- _About this task_:
Below are some records; quote exactly the lines from the one that contains "Target: gray suit trousers" through the one that contains "Could you kindly tag the gold", inclusive, and no others.

- _Excerpted data_:
·····
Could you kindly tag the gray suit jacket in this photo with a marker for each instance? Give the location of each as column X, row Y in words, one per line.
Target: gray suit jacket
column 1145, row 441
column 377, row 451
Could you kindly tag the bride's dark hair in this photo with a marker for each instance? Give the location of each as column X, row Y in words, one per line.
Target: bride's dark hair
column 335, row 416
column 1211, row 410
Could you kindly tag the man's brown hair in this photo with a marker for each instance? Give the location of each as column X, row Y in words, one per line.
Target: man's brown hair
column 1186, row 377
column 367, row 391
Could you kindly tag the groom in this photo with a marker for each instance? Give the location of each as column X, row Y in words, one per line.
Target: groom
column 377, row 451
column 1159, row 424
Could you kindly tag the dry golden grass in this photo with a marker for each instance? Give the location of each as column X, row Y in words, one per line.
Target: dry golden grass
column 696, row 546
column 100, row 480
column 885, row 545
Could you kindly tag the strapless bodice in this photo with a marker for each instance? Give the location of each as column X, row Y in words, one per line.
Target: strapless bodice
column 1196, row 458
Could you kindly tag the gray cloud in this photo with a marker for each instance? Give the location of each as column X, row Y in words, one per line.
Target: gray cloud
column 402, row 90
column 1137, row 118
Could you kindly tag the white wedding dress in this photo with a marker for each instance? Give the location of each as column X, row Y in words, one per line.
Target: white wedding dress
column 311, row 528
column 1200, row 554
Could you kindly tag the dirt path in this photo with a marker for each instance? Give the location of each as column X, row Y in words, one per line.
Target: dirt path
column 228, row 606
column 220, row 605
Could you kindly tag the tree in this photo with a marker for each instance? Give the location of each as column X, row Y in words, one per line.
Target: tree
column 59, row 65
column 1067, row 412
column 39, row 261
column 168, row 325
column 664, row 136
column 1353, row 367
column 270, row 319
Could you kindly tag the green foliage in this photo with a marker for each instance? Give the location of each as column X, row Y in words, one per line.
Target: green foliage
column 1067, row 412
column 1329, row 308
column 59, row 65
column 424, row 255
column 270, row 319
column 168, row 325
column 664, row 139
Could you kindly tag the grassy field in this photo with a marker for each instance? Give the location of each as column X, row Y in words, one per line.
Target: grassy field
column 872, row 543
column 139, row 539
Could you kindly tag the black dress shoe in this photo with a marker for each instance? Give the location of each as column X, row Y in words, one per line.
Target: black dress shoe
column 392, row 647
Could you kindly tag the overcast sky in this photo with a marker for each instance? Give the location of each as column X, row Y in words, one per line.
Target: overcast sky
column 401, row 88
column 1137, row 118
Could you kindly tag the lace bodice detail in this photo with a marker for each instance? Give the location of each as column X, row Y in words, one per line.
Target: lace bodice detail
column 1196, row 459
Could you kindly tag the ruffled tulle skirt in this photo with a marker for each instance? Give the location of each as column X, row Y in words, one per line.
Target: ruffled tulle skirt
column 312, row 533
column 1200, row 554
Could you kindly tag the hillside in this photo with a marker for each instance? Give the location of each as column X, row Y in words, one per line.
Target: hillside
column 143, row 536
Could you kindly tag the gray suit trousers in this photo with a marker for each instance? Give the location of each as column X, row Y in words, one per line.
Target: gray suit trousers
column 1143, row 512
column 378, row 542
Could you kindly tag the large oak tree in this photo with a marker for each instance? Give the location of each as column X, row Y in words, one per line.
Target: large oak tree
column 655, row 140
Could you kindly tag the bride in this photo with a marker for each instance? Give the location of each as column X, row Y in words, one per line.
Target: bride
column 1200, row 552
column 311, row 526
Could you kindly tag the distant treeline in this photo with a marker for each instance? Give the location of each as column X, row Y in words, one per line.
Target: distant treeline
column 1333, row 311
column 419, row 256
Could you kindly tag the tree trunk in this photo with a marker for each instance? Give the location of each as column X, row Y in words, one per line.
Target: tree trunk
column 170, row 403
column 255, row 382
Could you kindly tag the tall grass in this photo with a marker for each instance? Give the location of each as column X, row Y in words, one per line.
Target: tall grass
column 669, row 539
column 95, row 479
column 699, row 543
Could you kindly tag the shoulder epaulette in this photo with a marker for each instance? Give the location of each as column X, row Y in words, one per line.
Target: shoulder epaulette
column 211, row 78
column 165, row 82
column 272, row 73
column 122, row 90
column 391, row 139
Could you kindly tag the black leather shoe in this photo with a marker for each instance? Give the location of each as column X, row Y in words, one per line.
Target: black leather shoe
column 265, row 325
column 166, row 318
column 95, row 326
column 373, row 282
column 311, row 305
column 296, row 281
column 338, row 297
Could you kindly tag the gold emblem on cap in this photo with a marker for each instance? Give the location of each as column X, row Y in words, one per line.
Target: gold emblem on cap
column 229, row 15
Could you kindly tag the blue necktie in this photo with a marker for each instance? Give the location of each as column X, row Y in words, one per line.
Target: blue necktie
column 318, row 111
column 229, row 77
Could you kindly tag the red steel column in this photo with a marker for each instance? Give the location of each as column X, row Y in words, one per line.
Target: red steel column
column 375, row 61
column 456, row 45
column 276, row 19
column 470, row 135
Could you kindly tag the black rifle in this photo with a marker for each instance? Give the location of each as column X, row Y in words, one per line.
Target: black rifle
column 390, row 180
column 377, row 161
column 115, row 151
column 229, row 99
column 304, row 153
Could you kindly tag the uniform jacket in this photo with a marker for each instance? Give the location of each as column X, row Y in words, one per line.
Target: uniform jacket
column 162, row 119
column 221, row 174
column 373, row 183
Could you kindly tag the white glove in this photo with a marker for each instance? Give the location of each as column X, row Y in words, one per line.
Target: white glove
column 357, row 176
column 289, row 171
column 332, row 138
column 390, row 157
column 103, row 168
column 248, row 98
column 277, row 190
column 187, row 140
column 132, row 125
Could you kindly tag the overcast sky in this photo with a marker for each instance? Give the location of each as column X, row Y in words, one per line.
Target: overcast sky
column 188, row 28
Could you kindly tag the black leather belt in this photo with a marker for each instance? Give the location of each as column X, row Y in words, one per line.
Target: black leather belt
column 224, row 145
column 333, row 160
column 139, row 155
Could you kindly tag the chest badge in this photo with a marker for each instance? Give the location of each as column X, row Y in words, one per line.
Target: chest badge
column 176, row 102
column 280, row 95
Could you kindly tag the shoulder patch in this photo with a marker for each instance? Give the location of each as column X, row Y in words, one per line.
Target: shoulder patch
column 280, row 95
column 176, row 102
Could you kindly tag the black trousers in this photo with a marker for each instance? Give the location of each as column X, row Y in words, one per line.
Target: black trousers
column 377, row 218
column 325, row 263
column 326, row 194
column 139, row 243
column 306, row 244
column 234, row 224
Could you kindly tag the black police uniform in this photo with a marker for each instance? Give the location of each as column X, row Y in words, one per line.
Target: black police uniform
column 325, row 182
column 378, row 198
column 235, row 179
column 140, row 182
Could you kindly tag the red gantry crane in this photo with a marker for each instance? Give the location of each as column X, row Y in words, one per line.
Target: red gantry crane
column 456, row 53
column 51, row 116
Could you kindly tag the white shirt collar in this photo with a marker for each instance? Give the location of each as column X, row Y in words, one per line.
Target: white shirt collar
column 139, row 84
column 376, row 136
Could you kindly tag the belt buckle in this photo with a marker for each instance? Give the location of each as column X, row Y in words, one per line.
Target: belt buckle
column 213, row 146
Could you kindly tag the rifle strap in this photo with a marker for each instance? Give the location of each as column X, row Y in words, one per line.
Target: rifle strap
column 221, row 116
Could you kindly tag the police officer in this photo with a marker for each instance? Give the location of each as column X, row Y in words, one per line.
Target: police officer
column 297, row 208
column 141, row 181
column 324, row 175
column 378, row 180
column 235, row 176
·····
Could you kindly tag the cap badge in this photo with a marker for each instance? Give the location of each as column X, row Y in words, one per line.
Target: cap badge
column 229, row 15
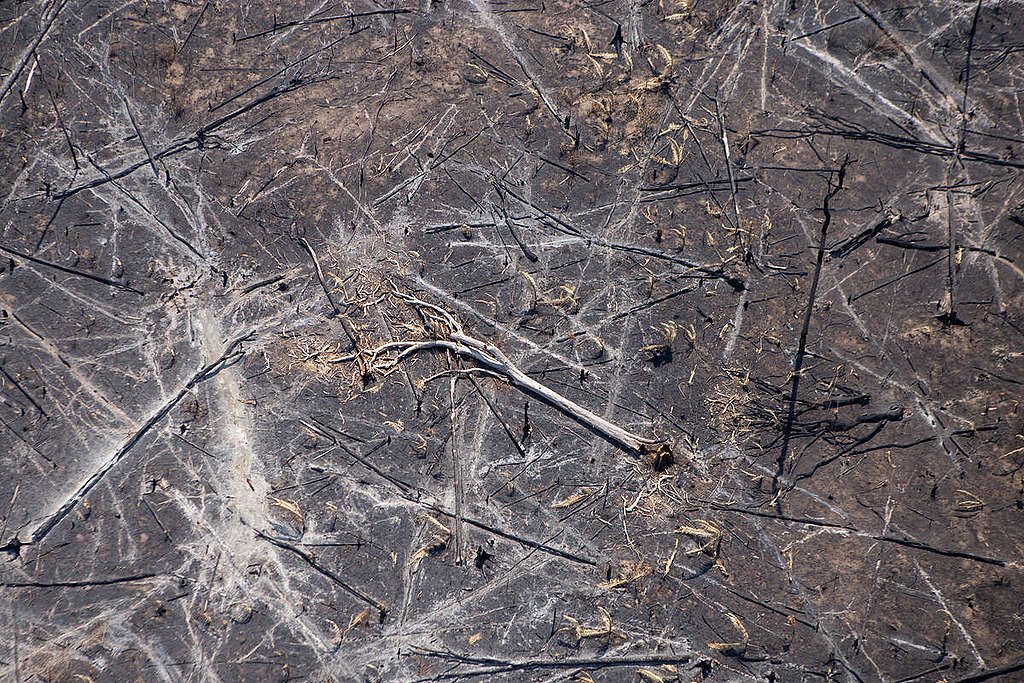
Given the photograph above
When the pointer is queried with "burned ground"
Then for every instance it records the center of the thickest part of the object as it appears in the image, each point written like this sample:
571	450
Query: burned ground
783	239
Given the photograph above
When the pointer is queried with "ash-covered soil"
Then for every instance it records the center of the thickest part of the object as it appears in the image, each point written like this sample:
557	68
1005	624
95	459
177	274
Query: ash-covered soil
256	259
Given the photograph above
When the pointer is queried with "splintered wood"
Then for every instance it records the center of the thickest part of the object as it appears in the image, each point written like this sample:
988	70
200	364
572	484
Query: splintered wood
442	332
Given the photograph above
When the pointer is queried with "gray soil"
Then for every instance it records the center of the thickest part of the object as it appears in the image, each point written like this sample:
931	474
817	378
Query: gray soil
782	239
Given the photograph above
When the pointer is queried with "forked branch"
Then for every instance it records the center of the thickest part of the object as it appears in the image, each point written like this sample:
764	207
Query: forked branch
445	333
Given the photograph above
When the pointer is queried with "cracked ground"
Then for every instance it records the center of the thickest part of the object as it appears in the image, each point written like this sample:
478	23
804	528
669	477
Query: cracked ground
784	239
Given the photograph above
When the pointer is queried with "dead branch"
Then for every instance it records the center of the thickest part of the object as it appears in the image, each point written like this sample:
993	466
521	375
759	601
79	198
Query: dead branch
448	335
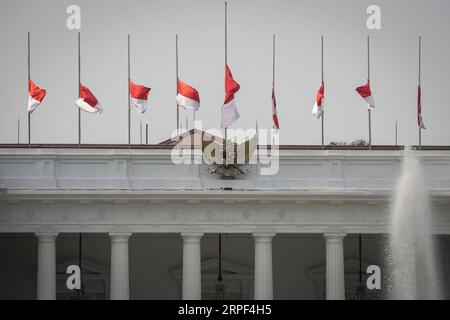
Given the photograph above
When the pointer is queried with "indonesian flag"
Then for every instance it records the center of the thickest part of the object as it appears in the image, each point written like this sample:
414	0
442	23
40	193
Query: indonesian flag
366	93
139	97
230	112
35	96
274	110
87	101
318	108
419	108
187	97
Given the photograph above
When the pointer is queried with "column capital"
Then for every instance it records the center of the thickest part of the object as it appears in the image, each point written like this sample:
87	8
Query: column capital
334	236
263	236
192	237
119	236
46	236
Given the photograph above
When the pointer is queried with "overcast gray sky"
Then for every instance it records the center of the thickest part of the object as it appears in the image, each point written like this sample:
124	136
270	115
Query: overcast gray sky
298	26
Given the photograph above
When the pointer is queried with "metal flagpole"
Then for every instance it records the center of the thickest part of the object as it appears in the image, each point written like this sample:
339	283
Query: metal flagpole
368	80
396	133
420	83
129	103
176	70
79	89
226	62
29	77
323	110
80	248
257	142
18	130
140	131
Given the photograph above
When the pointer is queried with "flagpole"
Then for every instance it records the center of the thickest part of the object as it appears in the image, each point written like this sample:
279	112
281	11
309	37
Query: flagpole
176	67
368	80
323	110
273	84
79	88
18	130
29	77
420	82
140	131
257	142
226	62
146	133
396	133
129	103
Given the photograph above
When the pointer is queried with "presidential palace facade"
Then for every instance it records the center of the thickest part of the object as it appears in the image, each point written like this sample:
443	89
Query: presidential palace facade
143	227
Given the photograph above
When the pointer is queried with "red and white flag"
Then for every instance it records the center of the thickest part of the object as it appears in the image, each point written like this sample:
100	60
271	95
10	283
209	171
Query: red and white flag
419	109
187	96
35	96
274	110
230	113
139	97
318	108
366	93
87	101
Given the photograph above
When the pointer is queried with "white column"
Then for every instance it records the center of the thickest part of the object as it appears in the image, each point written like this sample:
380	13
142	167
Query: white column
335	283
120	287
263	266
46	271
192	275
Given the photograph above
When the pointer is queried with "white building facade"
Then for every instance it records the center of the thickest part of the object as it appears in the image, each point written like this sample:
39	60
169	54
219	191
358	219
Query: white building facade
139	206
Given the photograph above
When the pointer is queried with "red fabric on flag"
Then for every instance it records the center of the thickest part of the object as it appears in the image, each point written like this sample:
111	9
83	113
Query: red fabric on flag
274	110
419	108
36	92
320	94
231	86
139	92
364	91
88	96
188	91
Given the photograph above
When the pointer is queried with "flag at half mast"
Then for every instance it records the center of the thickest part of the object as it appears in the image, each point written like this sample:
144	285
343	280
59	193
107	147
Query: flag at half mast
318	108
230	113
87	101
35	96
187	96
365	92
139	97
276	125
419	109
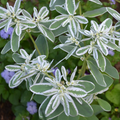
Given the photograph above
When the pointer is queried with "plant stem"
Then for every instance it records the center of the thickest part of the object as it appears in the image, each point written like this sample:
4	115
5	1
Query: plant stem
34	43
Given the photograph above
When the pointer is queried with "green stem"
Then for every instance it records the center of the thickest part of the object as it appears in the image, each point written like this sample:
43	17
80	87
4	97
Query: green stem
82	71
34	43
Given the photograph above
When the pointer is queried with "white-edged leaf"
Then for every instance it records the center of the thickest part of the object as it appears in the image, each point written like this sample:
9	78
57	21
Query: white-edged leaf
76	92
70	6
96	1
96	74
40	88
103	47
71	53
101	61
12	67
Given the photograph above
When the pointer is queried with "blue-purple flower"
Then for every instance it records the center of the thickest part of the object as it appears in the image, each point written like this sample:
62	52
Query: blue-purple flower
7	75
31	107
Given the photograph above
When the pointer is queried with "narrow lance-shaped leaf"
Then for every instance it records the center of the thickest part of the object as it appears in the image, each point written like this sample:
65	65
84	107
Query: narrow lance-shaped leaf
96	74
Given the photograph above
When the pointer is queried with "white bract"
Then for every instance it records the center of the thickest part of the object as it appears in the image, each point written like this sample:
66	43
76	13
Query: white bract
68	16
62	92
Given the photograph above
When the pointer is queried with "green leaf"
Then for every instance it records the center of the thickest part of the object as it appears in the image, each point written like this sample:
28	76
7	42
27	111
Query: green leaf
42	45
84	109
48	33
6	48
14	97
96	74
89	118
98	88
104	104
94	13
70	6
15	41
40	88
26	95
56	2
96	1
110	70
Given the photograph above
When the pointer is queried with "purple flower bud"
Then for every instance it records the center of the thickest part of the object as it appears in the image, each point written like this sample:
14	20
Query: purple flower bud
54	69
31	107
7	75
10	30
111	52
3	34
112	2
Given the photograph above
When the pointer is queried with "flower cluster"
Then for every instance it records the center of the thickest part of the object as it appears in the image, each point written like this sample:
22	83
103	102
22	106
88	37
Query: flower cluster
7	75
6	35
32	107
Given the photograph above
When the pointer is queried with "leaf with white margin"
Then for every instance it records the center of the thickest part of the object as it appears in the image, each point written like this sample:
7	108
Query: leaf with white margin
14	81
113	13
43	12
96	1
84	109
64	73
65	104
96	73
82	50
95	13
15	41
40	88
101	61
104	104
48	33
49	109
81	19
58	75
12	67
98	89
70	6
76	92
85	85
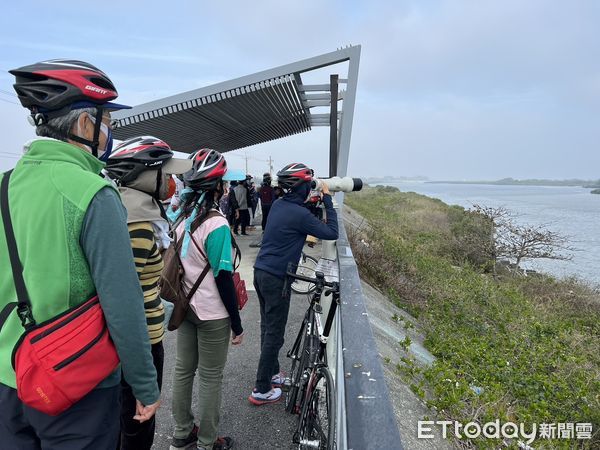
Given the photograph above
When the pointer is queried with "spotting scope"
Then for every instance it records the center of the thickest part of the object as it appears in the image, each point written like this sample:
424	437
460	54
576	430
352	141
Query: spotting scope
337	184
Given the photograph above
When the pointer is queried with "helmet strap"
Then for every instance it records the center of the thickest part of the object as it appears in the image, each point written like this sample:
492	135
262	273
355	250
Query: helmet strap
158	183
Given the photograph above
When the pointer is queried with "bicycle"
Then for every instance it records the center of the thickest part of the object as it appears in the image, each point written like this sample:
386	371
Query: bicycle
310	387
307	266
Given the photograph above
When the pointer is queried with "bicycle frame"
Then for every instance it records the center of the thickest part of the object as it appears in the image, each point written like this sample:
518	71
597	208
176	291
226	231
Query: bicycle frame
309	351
·····
- _Output for this exercise_:
Target: gray suit trousers
column 1143, row 512
column 378, row 542
Could you kindly tag the large oak tree in this photo with a marker for each instance? Give the location of each as column X, row Y in words, one per line.
Target: large oak tree
column 655, row 140
Could you kindly tag the bride in this photo with a marker for each instance? Give the location of each as column X, row Y in words, one per line.
Target: bride
column 1200, row 552
column 311, row 526
Could you kindly tag the distant treeline in this photo with a marker for each instance? Give the location of each as column X, row Y in words, one per line.
Target: distant treeline
column 1333, row 311
column 419, row 256
Could you kindly tag the tree trunk in this photo with a marker for each instance? Give the location of each as column X, row Y in words, one per line.
Target: tree trunk
column 170, row 403
column 255, row 382
Could you kindly tag the tall grass in this photo with a marker for each instance? Give the location of each as column X, row Y in words, one per line.
Target: tall grass
column 669, row 539
column 95, row 479
column 699, row 543
Could you kindly tag the shoulder epaulette in this photo with a marker for each instance? Give the location of each as column X, row Y in words, one per line.
Target: shoulder epaulette
column 211, row 78
column 165, row 82
column 272, row 73
column 122, row 90
column 391, row 139
Could you kindly tag the black leather shoe in this photo with a marker for each instance? Give the location of each as column X, row Y in words, one per line.
Target: black leather shoe
column 265, row 325
column 166, row 318
column 95, row 326
column 373, row 282
column 311, row 305
column 296, row 281
column 338, row 297
Could you kindly tag the gold emblem on cap in this photo with a marker for each instance? Give the location of each as column X, row Y in words, one per line.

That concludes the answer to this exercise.